» **抜粋本文**:
○ ○ ○ ○ ○ ○ ○
爽風上々のブログ

熊本の片田舎に住むリタイア読書人がその時々の心に触れたものを書き散らしています。読んだ本の感想がメインですが(読書記録)、エネルギー問題、食品問題など、また政治経済・環境問題など興味のあるものには触れていきます。

「カンピロバクター食中毒に注意と厚労省呼びかけ」という毎日新聞記事。記者も理解してないんだろうな。

厚労省が「カンピロバクター食中毒に注意」という呼びかけをしたという毎日新聞記事です。

 

 mainichi.jp

 

その趣旨自体には間違いは無いのですが、文章のあちこちに不適切な部分があり、やはりこの問題の本質は記者も理解していないのだろうなということが分かります。

最初の部分ですが、

刺し身、たたき、ユッケ……。生や半生の鶏肉に付着した細菌「カンピロバクター」による食中毒が多発しているとして、厚生労働省が注意を呼び掛けている。食中毒はもともとジメジメした梅雨の時期に多発する。今年は、新型コロナウイルス対策の緩和で飲食店を利用する機会も増えており、識者は食中毒の急増を懸念している。

 

ここの何がおかしいかというと、「カンピロバクター食中毒が多発している」に続けて「もともとジメジメした梅雨の時期に多発する」という文章が何気なく続くところにあります。

他の多くの食中毒微生物、大腸菌黄色ブドウ球菌等々の菌は酸素がある状況でも増殖ができ、その適温も30℃程度、しかも湿度が多ければ増殖に最適であるために、この時期に食中毒が多発するのです。

しかしカンピロバクターという微生物は全くその増殖条件が異なります。

微好気性細菌といい、酸素濃度3-15%という限られた条件でしか増殖できません。

つまり普通の大気中では酸素濃度が高過ぎ増殖はできないのです。

(なお、完全な嫌気的条件でも増殖できません。これは動物の腸管内で生育するというこの菌の性質によります)

 

それならばなぜ食中毒を起こすのか。
○ ○ ○ ○ ○ ○ ○
» **提供資料**:
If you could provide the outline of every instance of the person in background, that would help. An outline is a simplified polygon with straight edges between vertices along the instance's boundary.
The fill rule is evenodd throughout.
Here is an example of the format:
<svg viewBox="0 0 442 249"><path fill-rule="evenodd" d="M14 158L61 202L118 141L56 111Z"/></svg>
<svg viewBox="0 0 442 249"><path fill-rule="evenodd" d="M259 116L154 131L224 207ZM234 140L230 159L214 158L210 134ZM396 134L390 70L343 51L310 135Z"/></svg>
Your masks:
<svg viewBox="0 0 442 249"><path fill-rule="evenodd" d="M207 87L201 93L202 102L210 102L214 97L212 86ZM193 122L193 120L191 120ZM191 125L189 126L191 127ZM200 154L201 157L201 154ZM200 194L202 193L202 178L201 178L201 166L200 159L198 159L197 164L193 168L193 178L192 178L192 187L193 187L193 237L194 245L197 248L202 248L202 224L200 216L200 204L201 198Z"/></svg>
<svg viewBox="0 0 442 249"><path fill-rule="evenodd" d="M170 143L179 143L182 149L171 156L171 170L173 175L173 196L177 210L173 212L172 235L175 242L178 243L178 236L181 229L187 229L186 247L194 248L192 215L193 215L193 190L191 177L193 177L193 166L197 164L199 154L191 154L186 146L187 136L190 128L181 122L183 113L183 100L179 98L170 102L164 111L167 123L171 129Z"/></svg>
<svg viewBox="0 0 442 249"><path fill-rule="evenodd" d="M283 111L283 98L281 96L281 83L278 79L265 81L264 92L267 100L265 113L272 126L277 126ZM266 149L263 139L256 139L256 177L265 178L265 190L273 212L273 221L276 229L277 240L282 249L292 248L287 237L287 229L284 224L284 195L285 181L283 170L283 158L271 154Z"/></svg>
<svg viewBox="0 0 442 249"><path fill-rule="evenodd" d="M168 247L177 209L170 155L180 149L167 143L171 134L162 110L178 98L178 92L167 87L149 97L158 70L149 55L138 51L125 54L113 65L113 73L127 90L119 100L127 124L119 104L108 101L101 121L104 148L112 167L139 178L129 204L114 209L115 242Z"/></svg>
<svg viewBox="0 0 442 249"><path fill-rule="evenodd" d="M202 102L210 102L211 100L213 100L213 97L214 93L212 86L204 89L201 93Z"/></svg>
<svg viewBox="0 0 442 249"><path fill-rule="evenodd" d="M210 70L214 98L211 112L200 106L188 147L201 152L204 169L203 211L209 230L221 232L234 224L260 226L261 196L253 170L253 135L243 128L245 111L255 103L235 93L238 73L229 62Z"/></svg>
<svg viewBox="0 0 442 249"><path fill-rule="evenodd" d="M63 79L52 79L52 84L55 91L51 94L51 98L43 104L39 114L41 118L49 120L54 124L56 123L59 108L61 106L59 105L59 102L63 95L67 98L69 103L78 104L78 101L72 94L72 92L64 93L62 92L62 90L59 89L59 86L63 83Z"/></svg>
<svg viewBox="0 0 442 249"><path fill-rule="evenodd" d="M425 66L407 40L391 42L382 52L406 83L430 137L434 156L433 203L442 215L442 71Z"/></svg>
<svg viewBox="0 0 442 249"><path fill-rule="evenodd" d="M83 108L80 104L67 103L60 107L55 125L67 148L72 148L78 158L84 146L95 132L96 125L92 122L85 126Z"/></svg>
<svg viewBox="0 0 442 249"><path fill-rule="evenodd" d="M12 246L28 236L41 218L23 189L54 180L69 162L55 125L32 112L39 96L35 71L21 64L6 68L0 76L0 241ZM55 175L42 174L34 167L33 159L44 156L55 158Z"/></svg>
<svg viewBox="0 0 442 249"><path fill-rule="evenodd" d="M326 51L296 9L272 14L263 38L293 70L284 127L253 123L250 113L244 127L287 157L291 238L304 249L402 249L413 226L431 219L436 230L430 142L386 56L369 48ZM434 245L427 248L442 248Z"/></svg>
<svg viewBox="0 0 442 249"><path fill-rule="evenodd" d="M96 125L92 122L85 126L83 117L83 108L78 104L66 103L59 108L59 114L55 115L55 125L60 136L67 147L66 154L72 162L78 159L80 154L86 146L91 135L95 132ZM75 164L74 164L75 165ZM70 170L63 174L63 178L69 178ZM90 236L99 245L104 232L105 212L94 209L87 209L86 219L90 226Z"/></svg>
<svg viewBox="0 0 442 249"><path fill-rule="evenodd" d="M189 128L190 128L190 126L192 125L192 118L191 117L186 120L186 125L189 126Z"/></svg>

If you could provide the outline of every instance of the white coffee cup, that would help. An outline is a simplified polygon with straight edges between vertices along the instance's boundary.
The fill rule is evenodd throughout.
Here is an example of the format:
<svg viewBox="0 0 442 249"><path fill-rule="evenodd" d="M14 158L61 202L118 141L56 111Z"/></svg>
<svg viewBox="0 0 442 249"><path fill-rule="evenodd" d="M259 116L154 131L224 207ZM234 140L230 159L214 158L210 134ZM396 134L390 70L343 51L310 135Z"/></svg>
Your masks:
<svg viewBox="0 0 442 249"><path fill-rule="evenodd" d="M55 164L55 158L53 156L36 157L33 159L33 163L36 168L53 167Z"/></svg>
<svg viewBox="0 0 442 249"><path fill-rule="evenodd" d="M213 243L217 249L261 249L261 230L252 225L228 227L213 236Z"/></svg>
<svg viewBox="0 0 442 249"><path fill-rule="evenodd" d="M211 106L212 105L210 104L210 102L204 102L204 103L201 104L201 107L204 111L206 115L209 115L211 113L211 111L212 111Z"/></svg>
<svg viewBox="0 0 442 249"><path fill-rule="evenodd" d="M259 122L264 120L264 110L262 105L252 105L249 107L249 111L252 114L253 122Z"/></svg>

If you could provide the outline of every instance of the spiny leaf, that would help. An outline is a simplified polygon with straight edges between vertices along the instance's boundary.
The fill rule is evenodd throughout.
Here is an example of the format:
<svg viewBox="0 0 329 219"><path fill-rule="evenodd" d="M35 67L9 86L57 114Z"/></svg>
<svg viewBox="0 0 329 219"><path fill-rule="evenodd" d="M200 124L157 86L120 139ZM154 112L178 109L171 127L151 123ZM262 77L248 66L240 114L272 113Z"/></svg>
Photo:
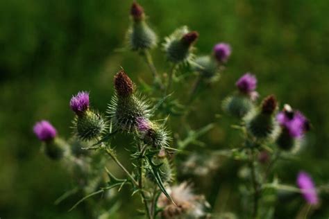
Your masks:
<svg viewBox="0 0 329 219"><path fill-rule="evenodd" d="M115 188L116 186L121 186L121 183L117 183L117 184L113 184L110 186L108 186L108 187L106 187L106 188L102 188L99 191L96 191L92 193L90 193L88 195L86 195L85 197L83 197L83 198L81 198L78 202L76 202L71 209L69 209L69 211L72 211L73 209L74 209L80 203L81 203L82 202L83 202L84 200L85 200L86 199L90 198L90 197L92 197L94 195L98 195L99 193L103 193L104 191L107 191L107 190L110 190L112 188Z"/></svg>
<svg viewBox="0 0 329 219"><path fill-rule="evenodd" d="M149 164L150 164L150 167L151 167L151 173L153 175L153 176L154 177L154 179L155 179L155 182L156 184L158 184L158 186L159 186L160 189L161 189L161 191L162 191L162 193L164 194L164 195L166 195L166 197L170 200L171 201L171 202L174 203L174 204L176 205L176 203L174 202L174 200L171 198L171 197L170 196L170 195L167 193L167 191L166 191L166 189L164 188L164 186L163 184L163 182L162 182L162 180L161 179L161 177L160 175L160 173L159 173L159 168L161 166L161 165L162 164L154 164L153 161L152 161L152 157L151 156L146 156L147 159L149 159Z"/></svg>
○ ○ ○ ○ ○ ○ ○
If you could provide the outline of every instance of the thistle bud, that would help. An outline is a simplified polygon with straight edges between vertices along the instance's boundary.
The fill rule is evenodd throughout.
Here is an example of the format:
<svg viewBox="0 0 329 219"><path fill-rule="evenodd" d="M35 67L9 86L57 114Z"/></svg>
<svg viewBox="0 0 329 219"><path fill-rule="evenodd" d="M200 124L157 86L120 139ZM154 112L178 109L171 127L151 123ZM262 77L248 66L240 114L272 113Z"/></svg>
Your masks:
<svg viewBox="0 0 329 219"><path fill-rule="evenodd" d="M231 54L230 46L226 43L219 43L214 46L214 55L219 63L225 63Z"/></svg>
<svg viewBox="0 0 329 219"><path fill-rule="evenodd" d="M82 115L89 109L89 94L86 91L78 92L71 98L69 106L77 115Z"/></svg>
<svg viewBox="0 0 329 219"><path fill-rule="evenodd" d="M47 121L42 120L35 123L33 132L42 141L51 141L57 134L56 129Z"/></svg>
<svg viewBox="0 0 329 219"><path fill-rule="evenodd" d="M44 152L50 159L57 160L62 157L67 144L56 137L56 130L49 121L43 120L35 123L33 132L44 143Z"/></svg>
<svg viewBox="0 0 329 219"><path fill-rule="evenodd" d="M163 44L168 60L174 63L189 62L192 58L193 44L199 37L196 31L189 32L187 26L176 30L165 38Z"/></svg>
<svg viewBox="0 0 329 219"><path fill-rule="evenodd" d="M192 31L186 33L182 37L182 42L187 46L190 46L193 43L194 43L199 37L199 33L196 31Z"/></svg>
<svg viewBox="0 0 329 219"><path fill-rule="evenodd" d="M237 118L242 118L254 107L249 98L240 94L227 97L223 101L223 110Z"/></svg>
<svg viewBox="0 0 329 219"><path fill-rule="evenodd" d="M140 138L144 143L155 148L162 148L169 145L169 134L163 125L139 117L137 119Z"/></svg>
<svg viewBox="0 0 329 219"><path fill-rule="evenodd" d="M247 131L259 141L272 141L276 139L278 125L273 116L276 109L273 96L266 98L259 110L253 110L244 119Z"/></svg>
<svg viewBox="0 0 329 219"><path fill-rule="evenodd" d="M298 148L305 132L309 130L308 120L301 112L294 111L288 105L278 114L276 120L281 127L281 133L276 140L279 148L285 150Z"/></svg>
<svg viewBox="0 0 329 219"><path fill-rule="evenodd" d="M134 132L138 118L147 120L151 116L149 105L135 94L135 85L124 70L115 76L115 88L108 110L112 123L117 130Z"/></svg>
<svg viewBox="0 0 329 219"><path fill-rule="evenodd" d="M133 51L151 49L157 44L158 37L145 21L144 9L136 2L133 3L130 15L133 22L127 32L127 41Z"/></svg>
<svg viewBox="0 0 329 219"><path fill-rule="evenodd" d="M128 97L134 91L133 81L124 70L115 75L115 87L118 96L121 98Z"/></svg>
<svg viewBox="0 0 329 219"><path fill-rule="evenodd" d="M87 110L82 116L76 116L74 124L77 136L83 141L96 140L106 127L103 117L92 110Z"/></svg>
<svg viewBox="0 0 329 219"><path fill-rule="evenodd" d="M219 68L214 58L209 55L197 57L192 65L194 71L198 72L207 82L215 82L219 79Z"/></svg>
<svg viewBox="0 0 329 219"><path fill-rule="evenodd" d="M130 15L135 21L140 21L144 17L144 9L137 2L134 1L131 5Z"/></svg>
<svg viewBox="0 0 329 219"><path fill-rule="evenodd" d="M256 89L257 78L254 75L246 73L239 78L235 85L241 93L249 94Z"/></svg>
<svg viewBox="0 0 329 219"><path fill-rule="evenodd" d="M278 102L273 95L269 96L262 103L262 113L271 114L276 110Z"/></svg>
○ ○ ○ ○ ○ ○ ○
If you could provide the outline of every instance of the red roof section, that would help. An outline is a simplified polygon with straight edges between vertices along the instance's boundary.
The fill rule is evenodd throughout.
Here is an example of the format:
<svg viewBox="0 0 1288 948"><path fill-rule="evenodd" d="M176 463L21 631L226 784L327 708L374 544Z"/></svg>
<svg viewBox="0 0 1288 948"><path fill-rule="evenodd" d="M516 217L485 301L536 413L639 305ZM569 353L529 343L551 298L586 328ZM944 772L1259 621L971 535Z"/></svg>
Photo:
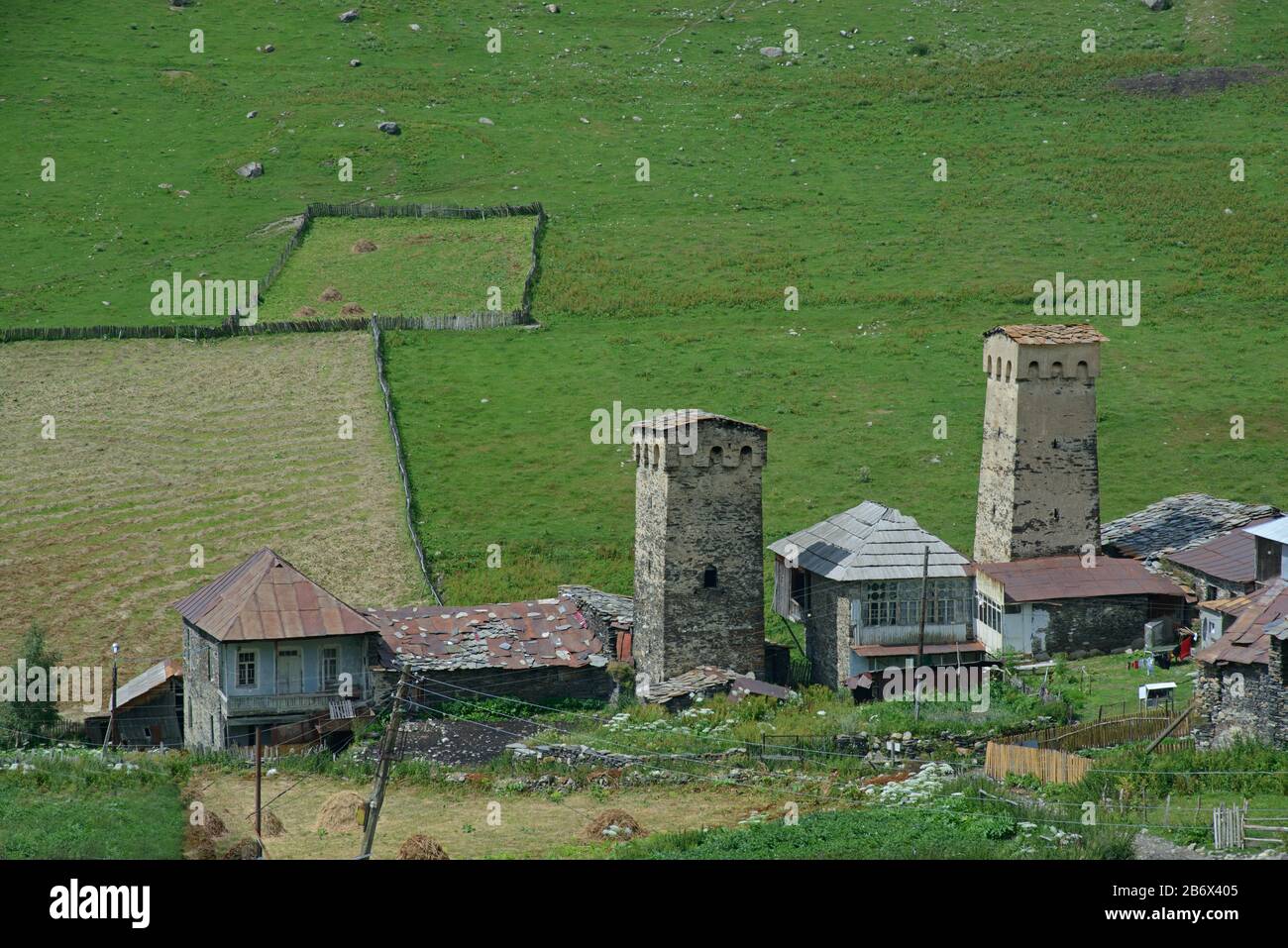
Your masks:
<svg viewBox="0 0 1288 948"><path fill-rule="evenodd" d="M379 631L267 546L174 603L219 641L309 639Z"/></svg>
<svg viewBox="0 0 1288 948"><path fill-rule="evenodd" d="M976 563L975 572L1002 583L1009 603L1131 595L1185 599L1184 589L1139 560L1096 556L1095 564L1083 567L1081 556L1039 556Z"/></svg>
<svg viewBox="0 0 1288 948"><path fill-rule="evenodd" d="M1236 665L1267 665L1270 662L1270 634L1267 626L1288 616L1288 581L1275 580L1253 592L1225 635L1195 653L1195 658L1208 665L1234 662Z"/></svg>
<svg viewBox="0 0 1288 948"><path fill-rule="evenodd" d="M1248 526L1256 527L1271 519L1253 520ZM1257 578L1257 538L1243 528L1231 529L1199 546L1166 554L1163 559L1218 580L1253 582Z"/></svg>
○ ○ ○ ○ ○ ○ ○
» **課題内容**:
本文に書かれている事実をもとに、次の問いに答えてください。
(a) 厚生労働省は、何に付着した細菌による食中毒に注意を呼び掛けているか。
(b) カンピロバクターが増殖できる酸素濃度は何%か。
(c) 大腸菌や黄色ブドウ球菌などの菌の増殖の適温は何℃程度か。
資料は使わず、本文だけを手がかりにすること。

» **解答**:
(a) 生や半生の鶏肉
(b) 3-15%
(c) 30℃程度